Consignes de l'exercice |
(a) Reformulez sous forme de liste le paragraphe de l'extrait sur la résistance civile qui commence par « Jusqu’à il y a peu de temps », en conservant ses idées principales.
(b) Rédigez la suite de l'extrait sur la résistance civile à partir de sa dernière phrase.

Extrait du texte |
__________________________________________________

Pourquoi la résistance civile est efficace

Publié dans Réfractions, n° 48,
« Ce qui nous affecte »,
printemps 2022
Version abrégée dans l’émission Achaïra
le lundi 4 juillet 2022 à Bordeaux

Les « sages-femmes » de l’Histoire

Les États, quels qu’ils soient, main dans la main avec le néolibéralisme international, se caractérisent, à quelques modalités près, essentiellement par des structures de domination et de violence. Si notre monde est en soi profondément violent (« Mangez-vous les uns les autres ! »), l’espèce humaine (et aussi certains animaux) a pourtant développé des pratiques d’entraide tendant à créer, dès maintenant, des sociétés plus solidaires.
Jusqu’à il y a peu de temps, il était évident que, pour les révolutionnaires qui voulaient transformer le monde et changer la vie, seule la violence pouvait venir à bout des pouvoirs de l’État et du capitalisme. Être partisan de la non-violence, c’était vouloir la réconciliation de l’oppresseur et de l’opprimé, c’était en rester à une posture morale et idéaliste, c’était, en fin de compte, accepter le système. À la réflexion, si certains voulaient bien reconnaître une quelconque utilité à la non-violence, c’est en pensant que, tôt ou tard, il faudrait bien utiliser une contre-violence, moyen nécessaire et inéluctable, pour se défendre contre la répression du pouvoir et pour finalement l’abattre.

__________________________________________________

Lignes de données |
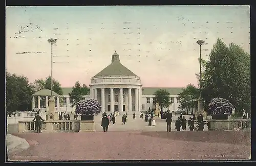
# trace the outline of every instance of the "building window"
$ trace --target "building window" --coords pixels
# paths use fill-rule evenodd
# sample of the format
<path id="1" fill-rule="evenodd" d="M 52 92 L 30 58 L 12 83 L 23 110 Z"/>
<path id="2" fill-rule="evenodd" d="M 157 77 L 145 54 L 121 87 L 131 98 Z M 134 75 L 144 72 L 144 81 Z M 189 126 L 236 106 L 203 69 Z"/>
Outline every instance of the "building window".
<path id="1" fill-rule="evenodd" d="M 170 104 L 174 103 L 174 98 L 170 98 Z"/>
<path id="2" fill-rule="evenodd" d="M 109 103 L 110 103 L 111 102 L 111 101 L 110 101 L 110 94 L 109 94 Z"/>
<path id="3" fill-rule="evenodd" d="M 115 94 L 115 102 L 118 102 L 118 95 Z"/>
<path id="4" fill-rule="evenodd" d="M 153 98 L 153 103 L 156 103 L 156 98 Z"/>

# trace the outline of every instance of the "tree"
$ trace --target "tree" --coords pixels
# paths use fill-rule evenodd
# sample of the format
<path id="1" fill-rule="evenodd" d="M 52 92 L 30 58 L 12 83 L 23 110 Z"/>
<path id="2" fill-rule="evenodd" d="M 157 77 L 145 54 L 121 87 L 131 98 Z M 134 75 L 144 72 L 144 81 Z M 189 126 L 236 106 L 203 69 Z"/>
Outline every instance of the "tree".
<path id="1" fill-rule="evenodd" d="M 45 80 L 42 79 L 35 80 L 34 81 L 35 90 L 37 91 L 41 89 L 51 90 L 51 76 L 48 76 Z M 59 82 L 53 78 L 52 90 L 59 95 L 63 94 L 62 89 Z"/>
<path id="2" fill-rule="evenodd" d="M 154 101 L 155 106 L 156 103 L 158 103 L 161 110 L 162 111 L 164 107 L 169 107 L 170 104 L 170 93 L 166 89 L 158 89 L 154 93 L 156 96 L 156 100 Z"/>
<path id="3" fill-rule="evenodd" d="M 8 113 L 31 110 L 35 91 L 27 77 L 6 73 L 6 108 Z"/>
<path id="4" fill-rule="evenodd" d="M 194 85 L 188 84 L 185 88 L 182 89 L 182 92 L 179 94 L 180 99 L 180 106 L 182 109 L 185 109 L 188 114 L 188 111 L 192 111 L 194 114 L 194 108 L 197 106 L 196 102 L 199 97 L 199 90 Z"/>
<path id="5" fill-rule="evenodd" d="M 205 105 L 213 98 L 222 98 L 234 106 L 238 114 L 242 115 L 243 109 L 250 112 L 249 55 L 240 46 L 232 43 L 226 46 L 218 38 L 209 59 L 202 80 Z"/>
<path id="6" fill-rule="evenodd" d="M 83 96 L 87 95 L 89 91 L 89 88 L 83 84 L 81 86 L 79 81 L 75 83 L 75 86 L 72 87 L 72 91 L 69 93 L 70 101 L 72 101 L 72 107 L 76 105 L 79 101 L 83 99 Z"/>

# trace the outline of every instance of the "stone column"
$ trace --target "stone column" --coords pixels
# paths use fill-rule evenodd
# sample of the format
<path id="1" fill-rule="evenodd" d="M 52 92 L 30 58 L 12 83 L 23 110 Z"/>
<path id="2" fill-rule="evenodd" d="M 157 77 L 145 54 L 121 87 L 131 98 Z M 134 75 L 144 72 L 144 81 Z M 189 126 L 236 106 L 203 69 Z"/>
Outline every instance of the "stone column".
<path id="1" fill-rule="evenodd" d="M 98 100 L 98 89 L 94 89 L 94 100 Z"/>
<path id="2" fill-rule="evenodd" d="M 59 109 L 59 97 L 57 97 L 57 109 L 58 111 Z"/>
<path id="3" fill-rule="evenodd" d="M 46 96 L 46 107 L 47 109 L 47 107 L 48 107 L 48 97 Z"/>
<path id="4" fill-rule="evenodd" d="M 177 98 L 174 97 L 174 112 L 176 112 L 177 110 L 176 108 L 175 108 L 176 107 L 177 105 Z"/>
<path id="5" fill-rule="evenodd" d="M 39 96 L 38 97 L 38 100 L 37 101 L 37 104 L 38 105 L 38 110 L 39 110 L 40 108 L 40 104 L 41 104 L 40 103 L 40 97 Z"/>
<path id="6" fill-rule="evenodd" d="M 91 99 L 93 99 L 94 98 L 94 97 L 93 96 L 93 93 L 94 93 L 94 90 L 92 87 L 91 87 L 90 88 L 90 98 Z"/>
<path id="7" fill-rule="evenodd" d="M 110 88 L 110 111 L 114 112 L 114 88 Z"/>
<path id="8" fill-rule="evenodd" d="M 135 111 L 139 111 L 139 90 L 137 88 L 135 89 Z"/>
<path id="9" fill-rule="evenodd" d="M 128 111 L 132 111 L 132 88 L 128 89 Z"/>
<path id="10" fill-rule="evenodd" d="M 119 112 L 123 111 L 123 88 L 119 89 Z"/>
<path id="11" fill-rule="evenodd" d="M 101 111 L 105 112 L 105 88 L 101 88 Z"/>
<path id="12" fill-rule="evenodd" d="M 32 97 L 32 110 L 33 110 L 35 108 L 35 97 L 33 96 Z"/>

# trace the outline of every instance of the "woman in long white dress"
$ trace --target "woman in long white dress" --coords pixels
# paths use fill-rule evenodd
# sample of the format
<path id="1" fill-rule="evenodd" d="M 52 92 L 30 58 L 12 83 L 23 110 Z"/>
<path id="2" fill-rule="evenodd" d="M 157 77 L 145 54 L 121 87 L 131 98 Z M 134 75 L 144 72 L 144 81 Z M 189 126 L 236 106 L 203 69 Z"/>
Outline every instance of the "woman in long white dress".
<path id="1" fill-rule="evenodd" d="M 152 118 L 152 126 L 156 126 L 156 120 L 155 120 L 155 116 L 153 116 Z"/>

__________________________________________________

Réponses attendues |
(a)
- Jusqu'à récemment, les révolutionnaires qui voulaient transformer le monde tenaient pour évident que seule la violence pouvait venir à bout de l'État et du capitalisme.
- Être partisan de la non-violence passait pour vouloir réconcilier l'oppresseur et l'opprimé. C'était en rester à une posture morale et idéaliste, et finalement accepter le système.
- Ceux qui reconnaissaient une utilité à la non-violence pensaient qu'il faudrait tôt ou tard recourir à une contre-violence, jugée nécessaire et inéluctable, pour se défendre contre la répression et abattre le pouvoir.

(b)
Partant d’une base mondiale de données en sciences sociales et politiques, et après une étude rigoureuse, chiffrée et « multivariée » des faits, le livre d’Erica Chenoweth et de Maria J. Stephan, Pouvoir de la non-violence, revient sur la question. Il s’agit d’une recherche des plus nuancées qui compare en efficacité 323 campagnes de résistance violentes et/ou non-violentes couvrant une période de 1900 à 2006. De nombreux graphiques et tableaux complètent le texte, de même qu’un « appendice » sur la Toile :

https://www.ericachenoweth.com/wp-content/uploads/2019/07/WCRW-Appendix.pdf

Les deux chercheuses américaines concluent leur travail en énonçant que « les mouvements principalement non-violents ont atteint deux fois plus souvent leurs objectifs que les mouvements violents », et que, depuis 1900, « une campagne non-violente sur quatre s’est conclut par un échec complet ».
Innovatrices en la matière, elles ne cachent pas la nature extrêmement difficile du sujet à étudier et donnent le plus objectivement possible des exemples d’auteurs qui ne les suivent pas du tout sur ce chemin.
Mais, avant d’aller plus loin, il faut préciser ce que nous entendons par la notion souvent très mal comprise de « non-violence ».
Pour nous, la non-violence regroupe un ensemble de pratiques et d’actions diverses qui sont bien autre chose que de la résistance passive ; citons la résistance civile, la désobéissance civile de masse et individuelle, la non-coopération, la grève ouvrière ou autre, l’occupation ou obstruction de lieux publics, le sit-in, le boycott, les actions « dispersées », le sabotage doux, la grève de la faim, le jeûne, le refus du service militaire, le refus du paiement partiel ou total des impôts, le refus d’agir, etc.
Il s’agit de se détourner du jeu politique conventionnel, de recourir à des formes d’action non institutionnelles et en aucune façon d’emprunter des démarches comme le vote et l’élection, mais, au contraire, et le plus souvent, d’utiliser des manières de faire illégales.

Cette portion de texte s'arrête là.